WRITTEN PROBLEM A
Name every performer that the article about Padma Lakshmi cites as an example of better representation in TV and film today.

[begin DOCUMENT]

Padma Lakshmi is opening up about wanting to be a good role model for other young women.

The Top Chef star, who also hosts the Hulu travel series Taste the Nation, spoke to Charlamagne Tha God for The Hollywood Reporter series Emerging Hollywood, in which she discussed the challenges of growing up as an Indian-American from an immigrant family. While she lauded the better representation in TV and film today, citing performers like Kal Penn, Mindy Kaling and Hasan Minhaj, Lakshmi admitted that certain portrayals of Indian characters hurt her while growing up. Indiana Jones was one such negative example.

“That movie broke my heart because I love Steven Spielberg,” she explained. “I love E.T., I love The Color of Purple, I love him as a filmmaker, but that movie, if you talk to any Indian kid who grew up in America, they will tell you that it was really hard. They’re eating monkey brains and snakes, and fine if people want to do that, but that’s so antithetical to most of Indian culture. You get teased for that stuff, and so I did get bullied.”

Lakshmi said things are “a lot better in Hollywood now than it was 20 years ago.”

“It was hard,” she admitted of her early auditions. “They would say, ‘Oh we really liked her but we’re not going ethnic with this role.’”

She said that not only was she the only Indian person in the room, but she was also often “the darkest person there.”

“There were never more than one or two of us,” the Love, Loss, and What We Ate author explained. “It’s always there in the background, and you just have to ignore it because you have to hope there will be other things about you that will compensate.”

[end DOCUMENT]

WRITTEN PROBLEM B
Convert the entries below into a numbered list, starting at the line that contains "the white patterned" and continuing through the last line of the entries. Omit blank lines.

[begin DATA SHOWN]

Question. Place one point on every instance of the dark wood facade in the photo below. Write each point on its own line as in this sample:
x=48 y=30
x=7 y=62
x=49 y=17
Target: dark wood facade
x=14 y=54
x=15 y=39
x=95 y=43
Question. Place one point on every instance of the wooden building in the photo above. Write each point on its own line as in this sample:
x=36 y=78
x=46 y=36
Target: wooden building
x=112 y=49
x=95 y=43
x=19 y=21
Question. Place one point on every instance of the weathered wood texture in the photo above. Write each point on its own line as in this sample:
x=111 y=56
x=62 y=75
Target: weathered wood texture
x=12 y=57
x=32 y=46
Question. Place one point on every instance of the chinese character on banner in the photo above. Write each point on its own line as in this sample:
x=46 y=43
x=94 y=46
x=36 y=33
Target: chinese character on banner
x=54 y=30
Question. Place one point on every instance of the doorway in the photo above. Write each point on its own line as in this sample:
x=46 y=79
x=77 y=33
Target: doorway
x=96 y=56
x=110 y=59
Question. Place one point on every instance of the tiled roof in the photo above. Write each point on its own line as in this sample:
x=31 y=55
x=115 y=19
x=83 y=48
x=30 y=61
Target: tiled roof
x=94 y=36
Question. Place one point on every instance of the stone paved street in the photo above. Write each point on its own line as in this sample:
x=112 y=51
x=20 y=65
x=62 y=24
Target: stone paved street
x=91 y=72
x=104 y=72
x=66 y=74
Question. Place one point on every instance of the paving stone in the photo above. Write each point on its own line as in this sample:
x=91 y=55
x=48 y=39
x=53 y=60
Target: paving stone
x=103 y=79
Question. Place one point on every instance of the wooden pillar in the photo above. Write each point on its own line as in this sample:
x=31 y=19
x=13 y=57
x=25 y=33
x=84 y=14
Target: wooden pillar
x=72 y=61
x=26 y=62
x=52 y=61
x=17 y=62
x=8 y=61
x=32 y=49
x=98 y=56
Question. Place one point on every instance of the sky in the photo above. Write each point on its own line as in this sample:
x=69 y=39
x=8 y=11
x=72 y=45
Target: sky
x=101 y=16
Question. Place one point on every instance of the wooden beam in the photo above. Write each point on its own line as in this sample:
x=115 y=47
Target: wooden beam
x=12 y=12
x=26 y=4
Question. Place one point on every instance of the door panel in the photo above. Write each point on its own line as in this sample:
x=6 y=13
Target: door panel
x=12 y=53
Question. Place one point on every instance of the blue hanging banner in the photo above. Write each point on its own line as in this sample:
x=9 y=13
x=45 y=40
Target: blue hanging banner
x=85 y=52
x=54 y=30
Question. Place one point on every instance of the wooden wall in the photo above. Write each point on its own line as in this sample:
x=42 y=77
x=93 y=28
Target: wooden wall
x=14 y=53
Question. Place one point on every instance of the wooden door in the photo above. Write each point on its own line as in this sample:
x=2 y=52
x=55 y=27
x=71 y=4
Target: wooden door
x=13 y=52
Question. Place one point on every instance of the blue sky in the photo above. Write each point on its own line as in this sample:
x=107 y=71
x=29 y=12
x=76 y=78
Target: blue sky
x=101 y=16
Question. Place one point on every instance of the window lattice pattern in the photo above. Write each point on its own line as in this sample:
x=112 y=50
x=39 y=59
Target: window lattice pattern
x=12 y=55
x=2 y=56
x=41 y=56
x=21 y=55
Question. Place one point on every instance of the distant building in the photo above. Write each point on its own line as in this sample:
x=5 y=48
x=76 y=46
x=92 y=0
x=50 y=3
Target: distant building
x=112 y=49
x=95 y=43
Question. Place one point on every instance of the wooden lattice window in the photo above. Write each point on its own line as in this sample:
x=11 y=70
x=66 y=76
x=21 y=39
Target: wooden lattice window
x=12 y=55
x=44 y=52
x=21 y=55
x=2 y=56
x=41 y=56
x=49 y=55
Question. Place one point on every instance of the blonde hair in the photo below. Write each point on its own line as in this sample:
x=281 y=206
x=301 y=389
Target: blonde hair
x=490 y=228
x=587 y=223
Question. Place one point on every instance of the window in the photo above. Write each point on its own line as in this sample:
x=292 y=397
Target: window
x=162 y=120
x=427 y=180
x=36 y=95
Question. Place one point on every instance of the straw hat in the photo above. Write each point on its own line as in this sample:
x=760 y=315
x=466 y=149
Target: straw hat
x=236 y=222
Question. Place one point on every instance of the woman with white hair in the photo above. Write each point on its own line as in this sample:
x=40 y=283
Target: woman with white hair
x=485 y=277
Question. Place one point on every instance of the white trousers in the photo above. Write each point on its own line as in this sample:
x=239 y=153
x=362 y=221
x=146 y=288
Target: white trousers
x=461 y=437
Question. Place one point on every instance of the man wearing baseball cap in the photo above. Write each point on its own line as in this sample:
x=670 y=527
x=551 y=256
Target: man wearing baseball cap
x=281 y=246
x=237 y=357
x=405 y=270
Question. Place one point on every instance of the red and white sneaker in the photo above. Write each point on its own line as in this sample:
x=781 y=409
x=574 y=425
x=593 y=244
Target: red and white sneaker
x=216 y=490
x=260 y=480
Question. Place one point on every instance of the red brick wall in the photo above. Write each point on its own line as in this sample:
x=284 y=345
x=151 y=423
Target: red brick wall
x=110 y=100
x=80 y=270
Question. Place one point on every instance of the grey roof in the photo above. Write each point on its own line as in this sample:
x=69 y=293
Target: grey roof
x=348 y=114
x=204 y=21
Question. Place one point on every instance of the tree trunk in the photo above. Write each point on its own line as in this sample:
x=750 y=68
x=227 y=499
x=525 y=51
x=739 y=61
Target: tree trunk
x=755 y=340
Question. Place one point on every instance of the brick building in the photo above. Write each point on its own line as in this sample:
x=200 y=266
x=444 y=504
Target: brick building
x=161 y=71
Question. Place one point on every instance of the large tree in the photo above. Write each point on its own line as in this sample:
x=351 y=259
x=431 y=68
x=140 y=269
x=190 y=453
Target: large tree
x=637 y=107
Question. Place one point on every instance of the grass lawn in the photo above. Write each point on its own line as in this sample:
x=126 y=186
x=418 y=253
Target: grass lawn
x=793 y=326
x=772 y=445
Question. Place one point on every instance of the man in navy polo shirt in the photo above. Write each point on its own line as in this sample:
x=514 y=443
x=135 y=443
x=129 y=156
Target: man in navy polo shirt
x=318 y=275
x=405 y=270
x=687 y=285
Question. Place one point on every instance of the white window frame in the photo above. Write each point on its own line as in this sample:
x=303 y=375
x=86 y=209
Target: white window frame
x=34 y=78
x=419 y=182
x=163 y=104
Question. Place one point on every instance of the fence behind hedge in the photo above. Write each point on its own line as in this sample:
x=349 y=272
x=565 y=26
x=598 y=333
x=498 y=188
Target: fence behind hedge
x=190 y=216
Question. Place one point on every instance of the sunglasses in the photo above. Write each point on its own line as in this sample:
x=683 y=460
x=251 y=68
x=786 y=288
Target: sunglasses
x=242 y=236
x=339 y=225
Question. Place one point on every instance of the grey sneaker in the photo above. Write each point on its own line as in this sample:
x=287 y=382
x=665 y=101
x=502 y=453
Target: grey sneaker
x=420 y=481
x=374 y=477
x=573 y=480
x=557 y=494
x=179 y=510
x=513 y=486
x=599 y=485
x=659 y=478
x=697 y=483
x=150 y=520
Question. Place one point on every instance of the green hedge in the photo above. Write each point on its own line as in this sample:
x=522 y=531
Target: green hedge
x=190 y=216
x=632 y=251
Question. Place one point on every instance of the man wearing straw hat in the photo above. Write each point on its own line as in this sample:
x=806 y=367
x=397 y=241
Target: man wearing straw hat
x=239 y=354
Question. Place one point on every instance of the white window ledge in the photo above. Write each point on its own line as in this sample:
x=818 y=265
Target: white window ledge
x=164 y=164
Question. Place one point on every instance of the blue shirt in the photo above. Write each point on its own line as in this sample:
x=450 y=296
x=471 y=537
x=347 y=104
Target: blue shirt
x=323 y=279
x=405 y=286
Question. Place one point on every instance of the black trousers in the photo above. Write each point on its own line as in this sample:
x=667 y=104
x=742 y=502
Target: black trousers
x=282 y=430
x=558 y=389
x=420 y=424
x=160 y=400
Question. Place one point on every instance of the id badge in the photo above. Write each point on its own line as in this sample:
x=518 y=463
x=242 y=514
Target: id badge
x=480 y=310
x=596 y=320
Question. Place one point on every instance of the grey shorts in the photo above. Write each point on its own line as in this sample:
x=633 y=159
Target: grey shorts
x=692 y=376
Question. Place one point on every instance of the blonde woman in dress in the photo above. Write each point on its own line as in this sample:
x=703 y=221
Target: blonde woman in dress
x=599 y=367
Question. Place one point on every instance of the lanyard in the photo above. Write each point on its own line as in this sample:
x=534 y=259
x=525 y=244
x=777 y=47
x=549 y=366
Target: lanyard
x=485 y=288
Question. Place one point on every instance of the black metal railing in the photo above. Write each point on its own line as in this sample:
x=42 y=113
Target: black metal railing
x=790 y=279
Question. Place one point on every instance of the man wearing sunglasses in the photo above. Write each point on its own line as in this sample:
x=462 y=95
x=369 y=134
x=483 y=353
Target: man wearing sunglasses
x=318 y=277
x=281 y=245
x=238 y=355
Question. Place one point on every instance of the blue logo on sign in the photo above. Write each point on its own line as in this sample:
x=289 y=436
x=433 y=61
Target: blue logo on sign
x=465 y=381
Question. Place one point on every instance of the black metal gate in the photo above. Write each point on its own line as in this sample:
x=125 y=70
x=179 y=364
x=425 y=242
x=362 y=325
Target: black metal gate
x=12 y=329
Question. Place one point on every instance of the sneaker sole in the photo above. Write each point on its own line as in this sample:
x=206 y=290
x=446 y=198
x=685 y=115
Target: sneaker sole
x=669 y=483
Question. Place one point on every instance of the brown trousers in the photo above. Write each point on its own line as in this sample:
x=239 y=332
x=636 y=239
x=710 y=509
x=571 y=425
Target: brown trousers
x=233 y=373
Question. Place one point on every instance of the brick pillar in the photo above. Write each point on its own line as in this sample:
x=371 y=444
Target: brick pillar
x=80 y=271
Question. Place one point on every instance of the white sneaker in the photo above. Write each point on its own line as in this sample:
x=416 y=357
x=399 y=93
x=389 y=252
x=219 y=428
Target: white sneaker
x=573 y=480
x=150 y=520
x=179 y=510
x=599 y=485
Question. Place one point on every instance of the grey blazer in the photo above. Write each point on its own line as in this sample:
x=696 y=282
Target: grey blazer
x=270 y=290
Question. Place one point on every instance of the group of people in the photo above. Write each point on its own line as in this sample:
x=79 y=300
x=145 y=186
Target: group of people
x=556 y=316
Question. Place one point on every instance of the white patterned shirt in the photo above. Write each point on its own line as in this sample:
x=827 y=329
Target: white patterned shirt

[end DATA SHOWN]

FULL RESPONSE A
Kal Penn
Mindy Kaling
Hasan Minhaj

FULL RESPONSE B
1. Question. Place one point on every instance of the white patterned shirt in the photo above. Write each point on its own line as in this sample:
2. x=827 y=329
3. Target: white patterned shirt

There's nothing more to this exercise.